:: Supplied information ::

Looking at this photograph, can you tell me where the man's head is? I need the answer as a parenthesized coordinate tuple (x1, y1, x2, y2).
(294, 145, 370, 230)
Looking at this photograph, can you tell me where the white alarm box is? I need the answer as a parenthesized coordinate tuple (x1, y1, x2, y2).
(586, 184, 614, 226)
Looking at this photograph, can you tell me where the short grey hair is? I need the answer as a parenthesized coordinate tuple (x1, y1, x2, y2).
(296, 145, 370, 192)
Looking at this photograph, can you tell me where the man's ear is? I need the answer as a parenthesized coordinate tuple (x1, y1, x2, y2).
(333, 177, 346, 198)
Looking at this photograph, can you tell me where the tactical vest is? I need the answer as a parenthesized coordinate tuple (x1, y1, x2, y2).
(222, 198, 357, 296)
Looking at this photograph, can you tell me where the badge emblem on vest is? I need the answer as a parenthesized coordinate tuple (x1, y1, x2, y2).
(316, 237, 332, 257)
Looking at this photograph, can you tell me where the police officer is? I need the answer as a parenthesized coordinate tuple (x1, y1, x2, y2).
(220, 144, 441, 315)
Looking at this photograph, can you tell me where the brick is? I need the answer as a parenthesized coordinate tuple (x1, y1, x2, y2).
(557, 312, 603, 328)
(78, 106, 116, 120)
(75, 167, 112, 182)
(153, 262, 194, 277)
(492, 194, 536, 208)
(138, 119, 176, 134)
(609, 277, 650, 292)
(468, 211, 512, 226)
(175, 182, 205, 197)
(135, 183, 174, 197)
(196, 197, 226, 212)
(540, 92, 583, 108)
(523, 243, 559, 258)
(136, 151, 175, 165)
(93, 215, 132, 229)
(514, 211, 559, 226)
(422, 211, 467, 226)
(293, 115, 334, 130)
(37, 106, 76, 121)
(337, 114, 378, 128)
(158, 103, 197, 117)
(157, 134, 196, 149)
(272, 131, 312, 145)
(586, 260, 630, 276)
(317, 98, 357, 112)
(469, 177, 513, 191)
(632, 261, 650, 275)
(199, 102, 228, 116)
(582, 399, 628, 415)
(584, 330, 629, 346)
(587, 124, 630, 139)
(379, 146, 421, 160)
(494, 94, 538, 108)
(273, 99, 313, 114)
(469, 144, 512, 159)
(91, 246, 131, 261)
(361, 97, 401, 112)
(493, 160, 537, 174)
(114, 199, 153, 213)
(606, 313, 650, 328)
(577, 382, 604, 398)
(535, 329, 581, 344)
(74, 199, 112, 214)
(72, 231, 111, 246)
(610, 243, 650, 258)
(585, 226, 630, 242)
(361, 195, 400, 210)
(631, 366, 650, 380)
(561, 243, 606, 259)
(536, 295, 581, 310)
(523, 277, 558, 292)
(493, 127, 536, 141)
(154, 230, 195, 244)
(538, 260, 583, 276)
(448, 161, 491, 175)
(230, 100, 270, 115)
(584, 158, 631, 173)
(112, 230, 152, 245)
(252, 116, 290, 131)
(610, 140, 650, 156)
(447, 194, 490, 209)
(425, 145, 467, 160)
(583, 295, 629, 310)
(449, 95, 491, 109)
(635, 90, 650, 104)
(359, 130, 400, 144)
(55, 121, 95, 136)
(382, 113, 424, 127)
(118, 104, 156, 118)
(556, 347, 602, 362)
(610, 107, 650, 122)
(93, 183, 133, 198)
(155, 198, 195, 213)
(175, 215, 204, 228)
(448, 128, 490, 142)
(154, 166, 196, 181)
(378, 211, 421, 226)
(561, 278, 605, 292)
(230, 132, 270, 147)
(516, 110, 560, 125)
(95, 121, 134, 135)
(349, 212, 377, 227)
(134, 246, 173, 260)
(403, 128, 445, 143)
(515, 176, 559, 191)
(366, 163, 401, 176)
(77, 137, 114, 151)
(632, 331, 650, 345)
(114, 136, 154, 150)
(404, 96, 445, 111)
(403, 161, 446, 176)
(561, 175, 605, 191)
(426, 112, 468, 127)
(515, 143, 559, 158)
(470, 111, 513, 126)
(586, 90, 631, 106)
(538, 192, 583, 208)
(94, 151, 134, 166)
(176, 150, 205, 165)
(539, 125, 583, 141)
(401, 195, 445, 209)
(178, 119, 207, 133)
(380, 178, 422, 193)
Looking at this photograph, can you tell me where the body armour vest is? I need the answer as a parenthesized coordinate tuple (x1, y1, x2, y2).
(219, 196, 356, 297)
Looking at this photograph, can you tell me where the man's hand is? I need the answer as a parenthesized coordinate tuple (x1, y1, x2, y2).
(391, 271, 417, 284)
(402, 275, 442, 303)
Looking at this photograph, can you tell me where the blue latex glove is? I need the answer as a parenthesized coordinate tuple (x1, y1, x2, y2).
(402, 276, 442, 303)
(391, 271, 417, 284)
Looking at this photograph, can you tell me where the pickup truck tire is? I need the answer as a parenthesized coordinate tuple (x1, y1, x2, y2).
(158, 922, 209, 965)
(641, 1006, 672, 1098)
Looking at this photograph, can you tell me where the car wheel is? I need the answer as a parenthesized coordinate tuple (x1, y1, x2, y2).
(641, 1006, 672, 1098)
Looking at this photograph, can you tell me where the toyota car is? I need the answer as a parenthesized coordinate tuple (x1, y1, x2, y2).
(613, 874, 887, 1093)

:::

## Task description
Produce the entries above once more, identical in every detail.

## Answer box
Looking at this photograph, can you tell me where the man's head is? I need the answer as a parenthesized coordinate tuple (x1, y1, x2, y2).
(294, 145, 370, 230)
Looking at this photograph, can you tell me where the white alarm box is? I need the answer as a parenthesized coordinate tuple (x1, y1, x2, y2).
(586, 184, 614, 226)
Looking at this photograph, can you tell me where the short grey hair is? I need the answer as a parenthesized coordinate tuple (x1, y1, x2, y2).
(296, 145, 370, 192)
Looking at this photograph, can you tell me where the man's ear is? I need the answer as a parenthesized coordinate tuple (x1, y1, x2, y2).
(333, 177, 346, 198)
Looking at this photograph, can you tell me where the tactical vest is? I need the answer as a parenthesized coordinate tuple (x1, y1, x2, y2).
(222, 198, 357, 296)
Looking at this photograph, can you tell me where the badge emblem on vest is? I need the answer as a parenthesized coordinate tuple (x1, y1, x2, y2).
(316, 237, 332, 257)
Looking at this photograph, can you tell me where the police officer is? I need the answer as a parenthesized coordinate tuple (x1, y1, x2, y2).
(220, 144, 441, 315)
Looking at this photograph, can you tell me where the brick is? I need the answer as a parenthesized coordinate tuple (x1, y1, x2, y2).
(557, 312, 603, 328)
(78, 106, 116, 120)
(75, 167, 112, 182)
(153, 262, 194, 277)
(492, 194, 536, 208)
(138, 119, 176, 134)
(609, 277, 650, 292)
(468, 211, 512, 226)
(175, 182, 205, 197)
(135, 183, 174, 197)
(196, 197, 226, 212)
(540, 92, 583, 108)
(523, 243, 559, 258)
(136, 151, 175, 165)
(93, 215, 132, 229)
(514, 211, 559, 226)
(422, 211, 467, 226)
(293, 115, 334, 130)
(37, 106, 76, 121)
(337, 114, 378, 128)
(158, 103, 197, 117)
(157, 134, 196, 149)
(272, 131, 312, 145)
(586, 260, 630, 276)
(317, 98, 357, 112)
(469, 177, 513, 191)
(632, 261, 650, 275)
(199, 102, 228, 116)
(582, 399, 628, 415)
(584, 330, 629, 346)
(587, 124, 630, 139)
(379, 146, 421, 160)
(494, 94, 538, 108)
(273, 99, 313, 114)
(469, 144, 512, 159)
(91, 246, 131, 261)
(361, 97, 401, 112)
(493, 160, 537, 174)
(114, 199, 153, 213)
(606, 313, 650, 328)
(577, 382, 604, 398)
(535, 329, 581, 344)
(74, 199, 112, 214)
(72, 231, 111, 246)
(610, 243, 650, 258)
(585, 226, 630, 242)
(361, 195, 400, 210)
(631, 366, 650, 380)
(561, 243, 606, 259)
(536, 295, 581, 310)
(523, 277, 558, 292)
(493, 127, 536, 141)
(154, 230, 195, 244)
(538, 260, 583, 276)
(448, 161, 491, 175)
(230, 100, 270, 115)
(584, 158, 631, 173)
(112, 230, 152, 245)
(252, 116, 290, 131)
(610, 140, 650, 156)
(447, 194, 490, 209)
(425, 145, 467, 160)
(583, 295, 629, 310)
(449, 95, 491, 109)
(635, 90, 650, 104)
(359, 130, 400, 144)
(55, 121, 95, 136)
(382, 113, 424, 127)
(118, 104, 156, 118)
(556, 347, 602, 362)
(610, 107, 650, 122)
(93, 183, 133, 198)
(155, 198, 195, 213)
(175, 215, 204, 228)
(448, 128, 490, 142)
(154, 166, 196, 181)
(378, 211, 421, 226)
(561, 278, 605, 292)
(230, 132, 270, 147)
(516, 110, 560, 125)
(95, 121, 134, 135)
(349, 212, 377, 227)
(134, 246, 173, 260)
(403, 128, 445, 143)
(515, 176, 559, 191)
(366, 163, 401, 176)
(77, 137, 114, 151)
(632, 331, 650, 345)
(114, 136, 154, 150)
(404, 96, 445, 111)
(403, 161, 446, 176)
(561, 175, 605, 191)
(426, 112, 468, 127)
(515, 143, 559, 158)
(470, 111, 513, 126)
(586, 90, 631, 106)
(538, 192, 583, 208)
(94, 151, 134, 166)
(176, 150, 205, 165)
(539, 125, 583, 141)
(401, 195, 445, 209)
(178, 119, 207, 133)
(380, 178, 422, 193)
Looking at this photograph, can you tell me where the body armour vest is? I need the answer as a parenthesized coordinate tuple (x1, y1, x2, y2).
(219, 196, 356, 297)
Looking at this photograph, can you tell me where the man's hand is? I need the answer as a parenthesized coordinate tuple (x1, y1, x2, y2).
(391, 271, 417, 284)
(402, 275, 442, 303)
Looking at this photograph, can you tell me where the blue latex glove is? I need the answer as a parenthesized coordinate tuple (x1, y1, x2, y2).
(402, 276, 442, 303)
(391, 271, 417, 284)
Looking at this photograph, can you tell me where the pickup truck tire is? I need the answer as a parenthesized coordinate tuple (x1, y1, x2, y2).
(158, 922, 209, 965)
(641, 1006, 672, 1098)
Looking at this photograph, can you tell me where the car wheel is? I need the answer as a parenthesized coordinate tuple (x1, y1, x2, y2).
(641, 1006, 672, 1098)
Looking at this photograph, can you tell me where the toyota car is? I need the answer as a parenthesized coordinate tuple (x1, y1, x2, y2).
(613, 874, 887, 1093)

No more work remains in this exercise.